- Activity -
Nothing in the records should differ when they are repeated. Restate them word for word.

Referring expression pointing data
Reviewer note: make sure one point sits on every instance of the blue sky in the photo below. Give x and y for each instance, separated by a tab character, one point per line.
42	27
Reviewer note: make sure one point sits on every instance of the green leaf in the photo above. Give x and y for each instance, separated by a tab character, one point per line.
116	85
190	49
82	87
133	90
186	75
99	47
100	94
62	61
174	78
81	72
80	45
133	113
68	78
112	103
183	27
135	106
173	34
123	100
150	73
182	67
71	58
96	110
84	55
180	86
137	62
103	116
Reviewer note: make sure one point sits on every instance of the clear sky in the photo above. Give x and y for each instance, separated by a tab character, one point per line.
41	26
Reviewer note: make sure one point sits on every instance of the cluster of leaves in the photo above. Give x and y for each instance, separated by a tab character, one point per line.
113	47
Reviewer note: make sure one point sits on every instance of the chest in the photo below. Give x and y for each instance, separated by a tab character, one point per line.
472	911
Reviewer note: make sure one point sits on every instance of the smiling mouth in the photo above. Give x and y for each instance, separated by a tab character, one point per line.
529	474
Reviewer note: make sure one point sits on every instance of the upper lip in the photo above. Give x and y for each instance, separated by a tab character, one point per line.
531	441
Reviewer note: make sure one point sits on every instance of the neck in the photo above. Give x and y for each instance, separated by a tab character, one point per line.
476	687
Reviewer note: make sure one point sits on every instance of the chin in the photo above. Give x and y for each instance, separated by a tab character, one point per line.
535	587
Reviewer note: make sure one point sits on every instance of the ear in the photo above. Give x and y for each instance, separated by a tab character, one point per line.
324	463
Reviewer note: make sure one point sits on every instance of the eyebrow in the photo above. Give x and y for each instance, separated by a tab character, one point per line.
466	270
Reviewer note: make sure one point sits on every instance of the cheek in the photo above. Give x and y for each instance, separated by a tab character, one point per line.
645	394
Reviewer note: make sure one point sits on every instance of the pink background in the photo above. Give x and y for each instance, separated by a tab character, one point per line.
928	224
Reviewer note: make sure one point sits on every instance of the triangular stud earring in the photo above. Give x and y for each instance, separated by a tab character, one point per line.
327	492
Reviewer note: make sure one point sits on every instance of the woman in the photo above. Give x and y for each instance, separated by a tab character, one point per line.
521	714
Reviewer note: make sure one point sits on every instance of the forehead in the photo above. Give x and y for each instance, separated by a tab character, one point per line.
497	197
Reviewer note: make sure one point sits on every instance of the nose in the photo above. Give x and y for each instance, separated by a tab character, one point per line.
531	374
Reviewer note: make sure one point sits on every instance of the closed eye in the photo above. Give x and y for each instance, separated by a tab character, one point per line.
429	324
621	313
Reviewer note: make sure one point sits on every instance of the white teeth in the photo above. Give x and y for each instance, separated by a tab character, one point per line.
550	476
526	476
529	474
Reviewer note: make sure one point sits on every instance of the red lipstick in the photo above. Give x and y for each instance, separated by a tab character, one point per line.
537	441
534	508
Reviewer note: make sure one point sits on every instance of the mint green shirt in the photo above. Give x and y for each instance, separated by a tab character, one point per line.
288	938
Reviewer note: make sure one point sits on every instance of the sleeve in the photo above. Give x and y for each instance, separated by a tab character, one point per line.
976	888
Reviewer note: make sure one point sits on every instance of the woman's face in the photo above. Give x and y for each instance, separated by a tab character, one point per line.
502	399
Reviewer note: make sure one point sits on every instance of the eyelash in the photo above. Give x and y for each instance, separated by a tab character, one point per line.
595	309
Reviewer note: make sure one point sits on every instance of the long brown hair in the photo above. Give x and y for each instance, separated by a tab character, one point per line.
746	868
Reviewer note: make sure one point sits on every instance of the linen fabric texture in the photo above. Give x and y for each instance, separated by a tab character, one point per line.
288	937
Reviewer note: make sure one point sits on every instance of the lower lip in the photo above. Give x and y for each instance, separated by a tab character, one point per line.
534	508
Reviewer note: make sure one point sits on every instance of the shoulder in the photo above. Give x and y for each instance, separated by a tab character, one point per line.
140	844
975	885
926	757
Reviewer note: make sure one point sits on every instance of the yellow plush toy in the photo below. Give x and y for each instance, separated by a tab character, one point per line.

- Response to this exercise -
Reviewer note: make sure one point sits on every instance of the blue sky in the photo below. Give x and y for each instance, separated by a tab character, one point per line.
42	27
Reviewer note: make sure one point sits on every instance of the green leaf in the photo above. Give x and y for each instance, separated by a tab character, one point per line.
116	85
190	49
82	87
133	90
186	75
99	47
100	94
62	61
174	78
81	72
80	45
133	113
68	78
112	103
183	27
135	106
173	34
123	100
150	73
182	67
71	58
96	110
84	55
180	86
137	62
103	116
Reviewer note: make sure one point sits on every instance of the clear sky in the photo above. Give x and y for each instance, separated by a tab character, one point per line.
41	26
Reviewer note: make sure one point sits on every instance of the cluster of leaves in the photo above. Give x and y for each instance, separated by a tab character, one point per line.
113	47
Reviewer note: make sure one point sits on every instance of the chest in the photo below. Give x and y for each instance, separated by a tab character, one point per line.
472	911
Reviewer note: make sure one point sits on every instance of the smiling mouth in the photo above. Give x and y for each instance, separated by a tab character, one point per line.
529	474
Reviewer note: make sure one point sits on every instance of the upper lip in the photo above. Give x and y for each instance, separated by a tab character, one point per line.
531	441
Reviewer note: make sure one point sits on every instance of the neck in the photo above. Give x and y for each instance, separated by a tab character, one point per line.
476	687
Reviewer note: make sure one point sits on every instance of the chin in the photo above. Give x and y for each instance, separated by a tab character, one point per line.
535	587
Reviewer note: make sure one point sits on every instance of the ear in the photo above. Give x and y for each instance, separated by a tab character, one point per line.
324	463
Reviewer note: make sure one point sits on every instance of the eyebrow in the photo above. Give x and y for each instance, separated by a tab character, one point per line.
466	270
Reviewer note: make sure one point sits on every instance of the cheek in the photo above. Give x and y for each instance, separated by a tab character, one point per line.
645	394
Reviewer note: make sure one point sits on every instance of the pink background in the photo above. Give x and y for each instance, separated by a tab character, one point per line.
928	224
Reviewer note: make sure one point sits on every instance of the triangular stud earring in the photo above. Give x and y for each instance, separated by a tab character, one point per line.
327	492
Reviewer note: make sure one point sits on every instance of the woman in the photo above. Give x and y for each instance, separated by a tab character, one point per line.
521	714
Reviewer note: make sure one point sits on every instance of the forehead in the photo above. Give x and y for each instance, separated by a tab character, one point per line.
497	197
Reviewer note: make sure one point sits on every instance of the nose in the photo above. Give x and y for each instance, separated by a tab character, one point per line.
531	374
Reviewer note: make sure one point sits on every instance of the closed eye in the photo above. Give x and y for each instance, separated by a tab character, one point per line.
429	324
621	313
Reviewer note: make sure one point sits on every instance of the white teeth in the photo above. Give x and y for each instance, separated by a tab character, one point per line.
550	476
526	476
529	474
Reviewer note: make sure one point sits on every instance of the red lipstick in the photo above. Give x and y for each instance, separated by a tab character, one point per line.
537	441
534	508
Reviewer note: make sure one point sits on every instance of the mint green shirt in the photo above. Give x and y for each instance, separated by a tab character, one point per line.
288	938
Reviewer note: make sure one point sits on every instance of the sleeve in the photo above. Give x and y for each instance, separated by a tab character, one point per line.
976	888
Reviewer note: make sure one point sits on every instance of the woman's face in the photo above. Give x and y for each instance, separated by a tab character, one point per line.
502	399
Reviewer note: make sure one point sits on every instance of the eyelash in the photo above. Give x and y for each instance, separated by a tab character, one point per line.
595	309
Reviewer note: make sure one point sits on every instance of the long brown hair in the photo above. Give x and y for each instance, separated by a tab character, one point per line.
746	868
Reviewer note: make sure one point sits on every instance of the linen fabric texture in the photo above. Give x and y for each instance, separated by a tab character, one point per line.
288	937
Reviewer note: make sure one point sits on every instance of the lower lip in the photo above. Give x and y for each instance, separated by a tab character, one point per line.
534	508
Reviewer note: make sure one point sits on every instance of the shoulder in the photo above. Give x and y for each instance, separated by a tab character, one point per line.
140	844
975	885
926	757
Reviewer note: make sure one point sits on every instance of the yellow plush toy in the photo below. Give x and y for each instance, separated by a tab character, one point per line.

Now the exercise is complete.